-- Dataset entries follows --

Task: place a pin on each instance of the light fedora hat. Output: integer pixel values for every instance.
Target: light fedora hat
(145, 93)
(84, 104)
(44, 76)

-- Dataset entries concluded --

> Required action:
Copy each line of the material exactly as shown.

> Solution for this problem:
Task: place a pin on each instance of the light fedora hat. Output: integer pixel values for every instance.
Target: light fedora hat
(145, 93)
(84, 104)
(44, 76)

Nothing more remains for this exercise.